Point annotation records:
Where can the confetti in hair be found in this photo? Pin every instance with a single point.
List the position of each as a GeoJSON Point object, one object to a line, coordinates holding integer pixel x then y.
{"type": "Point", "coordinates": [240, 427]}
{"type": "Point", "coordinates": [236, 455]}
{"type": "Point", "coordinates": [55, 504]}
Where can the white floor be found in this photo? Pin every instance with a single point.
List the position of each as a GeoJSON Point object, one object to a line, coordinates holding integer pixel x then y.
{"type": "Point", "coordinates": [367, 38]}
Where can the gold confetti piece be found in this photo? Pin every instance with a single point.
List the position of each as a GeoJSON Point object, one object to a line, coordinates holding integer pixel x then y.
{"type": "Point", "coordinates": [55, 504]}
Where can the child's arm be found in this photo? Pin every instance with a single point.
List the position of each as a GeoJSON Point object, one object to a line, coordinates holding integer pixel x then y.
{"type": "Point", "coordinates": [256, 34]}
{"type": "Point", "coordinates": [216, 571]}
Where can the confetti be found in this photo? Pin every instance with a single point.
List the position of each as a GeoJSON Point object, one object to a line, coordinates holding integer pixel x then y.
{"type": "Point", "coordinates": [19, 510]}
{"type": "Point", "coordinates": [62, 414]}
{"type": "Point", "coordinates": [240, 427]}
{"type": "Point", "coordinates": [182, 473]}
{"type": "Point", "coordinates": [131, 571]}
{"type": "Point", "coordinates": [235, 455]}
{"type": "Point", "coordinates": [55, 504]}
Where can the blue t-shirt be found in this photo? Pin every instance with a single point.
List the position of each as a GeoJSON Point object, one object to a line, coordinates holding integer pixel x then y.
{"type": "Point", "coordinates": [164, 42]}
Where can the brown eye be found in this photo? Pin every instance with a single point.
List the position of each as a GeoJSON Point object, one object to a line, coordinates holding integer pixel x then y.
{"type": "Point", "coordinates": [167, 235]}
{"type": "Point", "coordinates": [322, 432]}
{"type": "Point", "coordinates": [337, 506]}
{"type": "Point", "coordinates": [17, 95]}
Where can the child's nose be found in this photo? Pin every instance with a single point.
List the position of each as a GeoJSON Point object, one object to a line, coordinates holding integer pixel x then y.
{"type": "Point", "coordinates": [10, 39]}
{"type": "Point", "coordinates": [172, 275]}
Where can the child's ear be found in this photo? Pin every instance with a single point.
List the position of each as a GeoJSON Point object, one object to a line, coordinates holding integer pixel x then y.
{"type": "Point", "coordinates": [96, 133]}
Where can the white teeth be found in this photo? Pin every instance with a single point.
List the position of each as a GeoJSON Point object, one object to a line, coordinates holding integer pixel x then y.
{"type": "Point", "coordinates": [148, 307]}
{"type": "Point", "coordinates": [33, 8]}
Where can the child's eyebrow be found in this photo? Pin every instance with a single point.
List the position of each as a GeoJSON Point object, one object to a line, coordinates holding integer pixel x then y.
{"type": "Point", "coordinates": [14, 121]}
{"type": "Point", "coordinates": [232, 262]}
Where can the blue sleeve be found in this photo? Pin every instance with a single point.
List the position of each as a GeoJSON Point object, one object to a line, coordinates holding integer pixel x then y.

#### [YOUR INSTRUCTIONS]
Make an exact copy of the listing, including every line.

#### [WRITTEN ANSWER]
Where can the confetti in hair be found in this photo? Pin every instance with a single point.
List the position of each as a GeoJSON Point object, one object to a line, coordinates holding integer pixel x then y.
{"type": "Point", "coordinates": [240, 427]}
{"type": "Point", "coordinates": [236, 455]}
{"type": "Point", "coordinates": [55, 504]}
Where can the white floor be found in this photo? Pin every instance with a single point.
List the position of each as a GeoJSON Point object, one object to a line, coordinates holding integer pixel x then y.
{"type": "Point", "coordinates": [367, 38]}
Where can the gold confetti piece be found in this photo? Pin every instance with a single point.
List the position of each as a GeoJSON Point object, one object to a line, coordinates holding integer pixel x then y.
{"type": "Point", "coordinates": [55, 504]}
Where can the child's arm be found in this photo? Pin every instance with a single point.
List the position of each as a GeoJSON Point object, one object to a line, coordinates holding integer pixel x then y.
{"type": "Point", "coordinates": [256, 34]}
{"type": "Point", "coordinates": [216, 571]}
Where can the confetti be found in this photo? Pin every instance with a single point.
List the position of each as a GeoJSON Point object, one object to a line, coordinates holding integer pixel x then y.
{"type": "Point", "coordinates": [19, 510]}
{"type": "Point", "coordinates": [62, 414]}
{"type": "Point", "coordinates": [240, 427]}
{"type": "Point", "coordinates": [182, 473]}
{"type": "Point", "coordinates": [131, 571]}
{"type": "Point", "coordinates": [235, 455]}
{"type": "Point", "coordinates": [55, 504]}
Where can the blue t-shirt be found in this photo? Pin every instance with a single point.
List the position of each as a GeoJSON Point object, one object to a line, coordinates holding integer pixel x then y.
{"type": "Point", "coordinates": [164, 42]}
Where can the brown eye be found in this photo? Pin every instance with a single point.
List the position of each as a GeoJSON Point object, one object to a line, coordinates holding integer pixel x then y.
{"type": "Point", "coordinates": [167, 235]}
{"type": "Point", "coordinates": [322, 432]}
{"type": "Point", "coordinates": [337, 506]}
{"type": "Point", "coordinates": [17, 95]}
Where can the child's nose be found in this photo? Pin every instance with a single point.
List the position of each as a GeoJSON Point object, one object to a line, coordinates holding integer pixel x then y.
{"type": "Point", "coordinates": [10, 39]}
{"type": "Point", "coordinates": [172, 275]}
Where can the child's ear be found in this photo? Pin every instance with a single point.
List the position of each as a GeoJSON Point object, one object to a line, coordinates holding integer pixel x then y.
{"type": "Point", "coordinates": [96, 133]}
Where can the white teeth be found in this photo? Pin every instance with a single point.
List the position of each as a GeoJSON Point object, one object to a line, coordinates holding integer pixel x then y.
{"type": "Point", "coordinates": [148, 307]}
{"type": "Point", "coordinates": [33, 8]}
Where can the child's eyebrow be found in this photo? Pin every instance with a single point.
List the position of each as a GeoJSON Point object, one object to a line, coordinates holding integer pixel x then y.
{"type": "Point", "coordinates": [14, 121]}
{"type": "Point", "coordinates": [232, 262]}
Where can the blue sleeve be found in this photo? Pin every instance with a single point.
List the position of each as a GeoJSON Point object, one object to a line, coordinates holding integer pixel x then y.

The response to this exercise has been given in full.